▸ What you have to do
Quote, word for word, every line starting at the line that contains "the cave wall" and ending with the last line of the records; include both of these lines and no others.

□ □ □ □

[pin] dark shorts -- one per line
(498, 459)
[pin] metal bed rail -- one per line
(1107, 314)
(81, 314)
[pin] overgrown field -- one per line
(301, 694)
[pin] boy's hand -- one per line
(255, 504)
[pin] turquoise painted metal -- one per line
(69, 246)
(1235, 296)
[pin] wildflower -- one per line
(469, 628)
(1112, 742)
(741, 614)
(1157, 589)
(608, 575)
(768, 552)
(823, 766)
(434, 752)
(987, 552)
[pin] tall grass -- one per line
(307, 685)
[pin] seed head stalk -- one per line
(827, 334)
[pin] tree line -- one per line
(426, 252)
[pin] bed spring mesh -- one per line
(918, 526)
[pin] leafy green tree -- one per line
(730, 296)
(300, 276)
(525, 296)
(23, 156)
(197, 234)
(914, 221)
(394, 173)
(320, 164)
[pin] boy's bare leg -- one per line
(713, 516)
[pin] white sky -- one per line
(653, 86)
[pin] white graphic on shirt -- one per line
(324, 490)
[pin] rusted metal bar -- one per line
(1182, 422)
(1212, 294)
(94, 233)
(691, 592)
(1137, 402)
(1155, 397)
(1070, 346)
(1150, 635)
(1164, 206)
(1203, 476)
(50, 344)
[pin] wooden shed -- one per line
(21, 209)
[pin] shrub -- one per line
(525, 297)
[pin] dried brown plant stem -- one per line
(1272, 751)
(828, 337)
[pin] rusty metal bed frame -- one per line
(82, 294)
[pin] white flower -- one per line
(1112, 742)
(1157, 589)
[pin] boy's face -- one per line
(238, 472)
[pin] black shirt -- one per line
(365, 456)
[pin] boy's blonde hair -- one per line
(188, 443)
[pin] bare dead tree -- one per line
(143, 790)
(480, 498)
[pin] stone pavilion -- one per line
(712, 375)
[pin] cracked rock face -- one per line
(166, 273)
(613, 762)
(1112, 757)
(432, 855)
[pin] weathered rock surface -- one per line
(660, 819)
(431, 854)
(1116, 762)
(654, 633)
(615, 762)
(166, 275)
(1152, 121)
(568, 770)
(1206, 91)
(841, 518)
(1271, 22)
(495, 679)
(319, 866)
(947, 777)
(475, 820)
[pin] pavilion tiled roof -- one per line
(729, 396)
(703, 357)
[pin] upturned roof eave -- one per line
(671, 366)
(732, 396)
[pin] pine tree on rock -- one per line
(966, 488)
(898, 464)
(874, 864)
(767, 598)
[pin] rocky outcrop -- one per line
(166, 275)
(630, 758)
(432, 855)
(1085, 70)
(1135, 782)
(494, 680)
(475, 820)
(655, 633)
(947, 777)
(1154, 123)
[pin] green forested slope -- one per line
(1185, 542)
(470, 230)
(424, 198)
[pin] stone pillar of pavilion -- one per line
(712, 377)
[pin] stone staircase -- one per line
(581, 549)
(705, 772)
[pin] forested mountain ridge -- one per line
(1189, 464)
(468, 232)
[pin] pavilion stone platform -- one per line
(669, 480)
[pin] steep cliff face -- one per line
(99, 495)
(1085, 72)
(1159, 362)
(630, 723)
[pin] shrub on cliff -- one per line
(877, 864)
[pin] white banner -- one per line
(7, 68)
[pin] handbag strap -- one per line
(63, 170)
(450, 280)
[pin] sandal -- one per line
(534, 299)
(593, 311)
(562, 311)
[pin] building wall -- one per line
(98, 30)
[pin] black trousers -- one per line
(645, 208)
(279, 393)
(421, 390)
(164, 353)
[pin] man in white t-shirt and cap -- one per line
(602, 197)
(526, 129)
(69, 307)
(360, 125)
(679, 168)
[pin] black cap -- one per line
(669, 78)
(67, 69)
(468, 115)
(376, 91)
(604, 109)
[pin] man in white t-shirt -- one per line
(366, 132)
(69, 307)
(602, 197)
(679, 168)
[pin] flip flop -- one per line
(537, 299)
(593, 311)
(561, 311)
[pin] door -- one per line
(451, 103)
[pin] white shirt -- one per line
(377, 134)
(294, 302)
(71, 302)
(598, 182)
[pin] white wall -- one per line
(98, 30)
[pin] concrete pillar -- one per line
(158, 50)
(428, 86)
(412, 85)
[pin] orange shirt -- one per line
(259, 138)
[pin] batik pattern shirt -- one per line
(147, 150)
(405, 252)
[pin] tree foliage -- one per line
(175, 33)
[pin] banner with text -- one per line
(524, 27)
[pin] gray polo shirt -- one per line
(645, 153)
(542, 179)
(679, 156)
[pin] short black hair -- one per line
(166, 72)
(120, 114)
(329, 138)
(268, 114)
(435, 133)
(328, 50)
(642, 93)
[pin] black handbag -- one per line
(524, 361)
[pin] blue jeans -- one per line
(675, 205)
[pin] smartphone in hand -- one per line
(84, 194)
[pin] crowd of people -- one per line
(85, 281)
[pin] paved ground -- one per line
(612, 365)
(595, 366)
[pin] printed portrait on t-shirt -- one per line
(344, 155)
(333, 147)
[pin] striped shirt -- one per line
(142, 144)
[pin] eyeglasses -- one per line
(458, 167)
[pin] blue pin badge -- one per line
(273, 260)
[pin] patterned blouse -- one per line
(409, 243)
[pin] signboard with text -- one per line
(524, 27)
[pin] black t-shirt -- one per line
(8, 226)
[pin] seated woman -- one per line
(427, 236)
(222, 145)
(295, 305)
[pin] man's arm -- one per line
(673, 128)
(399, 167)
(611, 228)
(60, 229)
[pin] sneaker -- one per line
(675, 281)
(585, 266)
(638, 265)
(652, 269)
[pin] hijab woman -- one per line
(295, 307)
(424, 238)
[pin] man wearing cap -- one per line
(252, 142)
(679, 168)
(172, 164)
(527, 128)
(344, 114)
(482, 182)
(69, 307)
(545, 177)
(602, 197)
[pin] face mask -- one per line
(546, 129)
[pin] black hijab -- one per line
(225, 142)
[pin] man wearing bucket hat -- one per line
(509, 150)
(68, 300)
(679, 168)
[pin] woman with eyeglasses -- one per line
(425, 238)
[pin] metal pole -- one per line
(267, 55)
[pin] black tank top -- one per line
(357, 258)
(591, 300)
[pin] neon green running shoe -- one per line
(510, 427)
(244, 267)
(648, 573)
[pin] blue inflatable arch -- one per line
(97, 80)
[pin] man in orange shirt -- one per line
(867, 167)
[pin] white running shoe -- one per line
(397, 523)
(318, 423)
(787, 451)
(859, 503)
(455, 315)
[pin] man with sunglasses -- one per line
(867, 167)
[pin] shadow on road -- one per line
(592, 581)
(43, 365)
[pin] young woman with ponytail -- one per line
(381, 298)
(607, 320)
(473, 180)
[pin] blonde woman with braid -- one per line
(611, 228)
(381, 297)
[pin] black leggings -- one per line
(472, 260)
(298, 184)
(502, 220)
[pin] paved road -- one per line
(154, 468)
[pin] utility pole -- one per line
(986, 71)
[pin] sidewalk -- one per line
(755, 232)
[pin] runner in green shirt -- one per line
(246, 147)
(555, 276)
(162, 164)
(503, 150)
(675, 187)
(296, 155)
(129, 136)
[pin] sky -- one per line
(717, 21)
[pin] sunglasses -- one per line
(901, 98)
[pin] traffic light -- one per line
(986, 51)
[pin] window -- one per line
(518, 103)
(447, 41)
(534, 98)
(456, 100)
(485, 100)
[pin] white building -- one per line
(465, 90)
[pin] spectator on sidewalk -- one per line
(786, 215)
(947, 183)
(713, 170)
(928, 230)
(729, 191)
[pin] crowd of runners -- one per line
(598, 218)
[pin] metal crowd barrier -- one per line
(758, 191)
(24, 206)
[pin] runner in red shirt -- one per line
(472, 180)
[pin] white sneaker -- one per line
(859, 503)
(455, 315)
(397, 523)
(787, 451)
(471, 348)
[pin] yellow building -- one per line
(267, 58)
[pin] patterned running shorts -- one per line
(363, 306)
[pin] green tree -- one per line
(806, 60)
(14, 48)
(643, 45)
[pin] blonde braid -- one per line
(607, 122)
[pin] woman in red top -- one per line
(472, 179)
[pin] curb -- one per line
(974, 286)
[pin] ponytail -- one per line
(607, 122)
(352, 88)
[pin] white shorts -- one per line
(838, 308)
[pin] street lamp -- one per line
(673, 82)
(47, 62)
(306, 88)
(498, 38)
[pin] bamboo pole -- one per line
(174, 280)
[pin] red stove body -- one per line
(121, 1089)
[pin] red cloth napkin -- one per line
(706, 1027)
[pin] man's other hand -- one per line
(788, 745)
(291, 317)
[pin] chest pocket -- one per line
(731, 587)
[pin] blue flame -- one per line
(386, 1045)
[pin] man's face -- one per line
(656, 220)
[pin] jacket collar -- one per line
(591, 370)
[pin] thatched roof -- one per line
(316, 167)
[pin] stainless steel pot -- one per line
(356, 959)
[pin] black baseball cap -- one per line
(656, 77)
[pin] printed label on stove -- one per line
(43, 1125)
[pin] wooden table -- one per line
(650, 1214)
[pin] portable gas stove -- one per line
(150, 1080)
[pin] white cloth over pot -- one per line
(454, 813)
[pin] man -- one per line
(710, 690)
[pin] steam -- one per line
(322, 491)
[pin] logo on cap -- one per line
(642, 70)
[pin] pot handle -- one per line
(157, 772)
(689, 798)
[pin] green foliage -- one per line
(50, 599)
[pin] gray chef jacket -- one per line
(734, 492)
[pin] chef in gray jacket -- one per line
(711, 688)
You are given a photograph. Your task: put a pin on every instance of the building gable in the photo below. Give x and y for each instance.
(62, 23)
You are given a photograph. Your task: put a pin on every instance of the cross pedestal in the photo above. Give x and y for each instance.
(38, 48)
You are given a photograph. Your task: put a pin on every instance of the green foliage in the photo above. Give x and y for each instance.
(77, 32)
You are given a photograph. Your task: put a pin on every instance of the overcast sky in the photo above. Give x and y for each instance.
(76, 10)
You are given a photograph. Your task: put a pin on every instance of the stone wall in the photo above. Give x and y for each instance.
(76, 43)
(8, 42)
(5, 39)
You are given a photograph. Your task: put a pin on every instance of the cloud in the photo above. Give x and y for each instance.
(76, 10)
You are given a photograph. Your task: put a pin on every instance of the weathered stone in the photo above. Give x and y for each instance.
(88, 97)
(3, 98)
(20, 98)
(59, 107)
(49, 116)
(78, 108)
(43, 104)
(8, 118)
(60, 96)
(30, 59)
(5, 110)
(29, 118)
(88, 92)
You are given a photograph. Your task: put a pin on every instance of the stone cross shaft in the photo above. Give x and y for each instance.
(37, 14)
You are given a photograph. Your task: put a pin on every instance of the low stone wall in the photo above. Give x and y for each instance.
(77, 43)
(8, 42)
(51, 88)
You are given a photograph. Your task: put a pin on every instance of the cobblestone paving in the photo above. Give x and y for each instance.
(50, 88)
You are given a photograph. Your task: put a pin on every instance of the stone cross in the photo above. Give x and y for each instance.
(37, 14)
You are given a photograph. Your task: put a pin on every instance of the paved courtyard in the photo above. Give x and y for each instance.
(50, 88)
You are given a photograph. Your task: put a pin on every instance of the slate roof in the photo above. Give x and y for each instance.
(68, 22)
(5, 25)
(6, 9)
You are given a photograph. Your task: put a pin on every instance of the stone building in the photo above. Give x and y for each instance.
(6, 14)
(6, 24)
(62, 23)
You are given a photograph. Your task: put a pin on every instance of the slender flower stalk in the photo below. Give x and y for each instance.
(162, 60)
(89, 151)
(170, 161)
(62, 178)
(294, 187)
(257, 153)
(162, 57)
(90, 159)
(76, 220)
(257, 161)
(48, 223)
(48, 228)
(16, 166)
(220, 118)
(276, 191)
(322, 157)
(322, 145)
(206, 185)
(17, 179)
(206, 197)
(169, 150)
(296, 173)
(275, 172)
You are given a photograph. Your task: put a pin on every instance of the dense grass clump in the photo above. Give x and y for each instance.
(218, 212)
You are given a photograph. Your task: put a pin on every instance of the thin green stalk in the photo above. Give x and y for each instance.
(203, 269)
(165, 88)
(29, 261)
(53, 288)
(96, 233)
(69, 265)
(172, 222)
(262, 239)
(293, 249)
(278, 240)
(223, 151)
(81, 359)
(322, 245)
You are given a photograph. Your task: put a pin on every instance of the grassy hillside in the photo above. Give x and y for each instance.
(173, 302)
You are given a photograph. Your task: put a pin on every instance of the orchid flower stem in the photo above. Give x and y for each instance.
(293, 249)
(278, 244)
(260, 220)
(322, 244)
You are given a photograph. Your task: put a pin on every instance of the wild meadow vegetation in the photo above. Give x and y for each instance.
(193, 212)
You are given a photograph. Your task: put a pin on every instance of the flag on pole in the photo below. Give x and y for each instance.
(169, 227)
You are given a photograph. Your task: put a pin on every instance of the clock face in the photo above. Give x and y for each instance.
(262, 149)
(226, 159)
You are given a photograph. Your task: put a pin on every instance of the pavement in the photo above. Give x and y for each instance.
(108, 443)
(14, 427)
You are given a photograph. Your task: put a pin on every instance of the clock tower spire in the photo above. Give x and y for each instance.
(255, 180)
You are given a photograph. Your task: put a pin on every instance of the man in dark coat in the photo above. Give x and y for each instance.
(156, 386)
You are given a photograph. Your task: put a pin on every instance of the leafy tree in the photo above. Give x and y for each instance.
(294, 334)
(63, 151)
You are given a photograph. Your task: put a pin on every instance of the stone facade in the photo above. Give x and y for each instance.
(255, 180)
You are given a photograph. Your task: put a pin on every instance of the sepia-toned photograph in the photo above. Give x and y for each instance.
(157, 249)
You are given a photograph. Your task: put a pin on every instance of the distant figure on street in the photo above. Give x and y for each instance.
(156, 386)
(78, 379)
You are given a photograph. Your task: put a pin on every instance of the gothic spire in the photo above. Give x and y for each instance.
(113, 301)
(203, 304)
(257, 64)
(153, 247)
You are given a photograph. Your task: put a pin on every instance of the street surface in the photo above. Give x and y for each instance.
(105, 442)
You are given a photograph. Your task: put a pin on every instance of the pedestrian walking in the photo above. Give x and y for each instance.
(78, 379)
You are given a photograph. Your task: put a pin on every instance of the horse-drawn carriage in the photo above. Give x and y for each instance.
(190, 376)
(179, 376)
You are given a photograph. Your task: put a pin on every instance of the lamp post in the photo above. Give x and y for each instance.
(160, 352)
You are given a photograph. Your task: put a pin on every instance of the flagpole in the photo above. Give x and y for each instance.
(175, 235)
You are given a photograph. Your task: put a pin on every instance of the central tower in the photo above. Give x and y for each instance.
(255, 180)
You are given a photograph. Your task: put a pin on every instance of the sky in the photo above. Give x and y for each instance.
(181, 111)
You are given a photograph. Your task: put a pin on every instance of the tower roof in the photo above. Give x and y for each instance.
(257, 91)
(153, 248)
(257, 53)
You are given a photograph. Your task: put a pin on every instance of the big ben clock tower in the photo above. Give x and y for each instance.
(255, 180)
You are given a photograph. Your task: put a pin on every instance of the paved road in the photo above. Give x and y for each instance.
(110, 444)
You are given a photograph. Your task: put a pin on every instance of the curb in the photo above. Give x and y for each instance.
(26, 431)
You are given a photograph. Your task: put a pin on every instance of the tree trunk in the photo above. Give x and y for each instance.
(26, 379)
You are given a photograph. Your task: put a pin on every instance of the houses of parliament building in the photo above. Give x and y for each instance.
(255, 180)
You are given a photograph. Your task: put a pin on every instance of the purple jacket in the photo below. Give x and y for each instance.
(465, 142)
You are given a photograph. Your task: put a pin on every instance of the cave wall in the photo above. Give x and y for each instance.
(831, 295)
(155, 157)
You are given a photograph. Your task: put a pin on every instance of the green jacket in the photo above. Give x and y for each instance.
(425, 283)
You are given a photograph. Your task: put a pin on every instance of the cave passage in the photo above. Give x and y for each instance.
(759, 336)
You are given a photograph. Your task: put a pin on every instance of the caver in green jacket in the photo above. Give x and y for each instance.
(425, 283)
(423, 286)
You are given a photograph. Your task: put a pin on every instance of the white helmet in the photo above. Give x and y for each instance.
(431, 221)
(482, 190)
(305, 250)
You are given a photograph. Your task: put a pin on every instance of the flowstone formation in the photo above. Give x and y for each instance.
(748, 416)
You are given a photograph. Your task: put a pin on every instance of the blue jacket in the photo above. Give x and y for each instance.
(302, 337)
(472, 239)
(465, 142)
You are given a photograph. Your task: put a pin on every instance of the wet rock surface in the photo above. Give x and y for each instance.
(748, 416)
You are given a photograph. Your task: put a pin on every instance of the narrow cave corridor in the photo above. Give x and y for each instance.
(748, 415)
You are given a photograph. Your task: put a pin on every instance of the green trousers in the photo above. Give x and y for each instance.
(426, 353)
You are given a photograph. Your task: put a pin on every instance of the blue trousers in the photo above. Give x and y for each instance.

□ □ □ □

▸ Written response
You are given a photograph. Your task: put a pin on every instance of the cave wall in the photo above. Give x and y for each instance.
(831, 295)
(155, 157)
You are given a photograph. Your task: put a pin on every instance of the green jacket in the photo above. Give x and y for each instance.
(425, 283)
You are given a photograph. Your task: put a pin on every instance of the cave passage in the photo above. Give x and y for each instance.
(759, 336)
You are given a photograph. Your task: put a pin on every instance of the caver in green jacket in the photo above. Give x and y for each instance.
(425, 283)
(423, 286)
You are given a photograph. Your task: put a pin on every instance of the white helmet in the photo above. Give x and y for each instance.
(431, 221)
(482, 190)
(305, 250)
You are given a photograph. Your task: put a pin on every instance of the flowstone formation in the photo above. Give x and y for each instance.
(748, 416)
You are given a photograph. Your task: put a pin on every instance of the blue jacket in the photo above. Give x and y for each instance.
(302, 337)
(472, 239)
(465, 142)
You are given a photograph. Your task: put a pin on every instance of the wet rock surface in the photo above. Give x and y for each instance.
(748, 416)
You are given a photograph. Your task: put a pin on every instance of the narrow cave corridor in the photo above. Give x and y for each instance.
(748, 415)
You are given a photograph. Your task: put a pin on every instance of the green trousers in the photo above. Give x and y for each instance.
(426, 353)
You are given a photograph. Your task: put a pin on every instance of the blue trousers in the photo above. Give x and y for each instance.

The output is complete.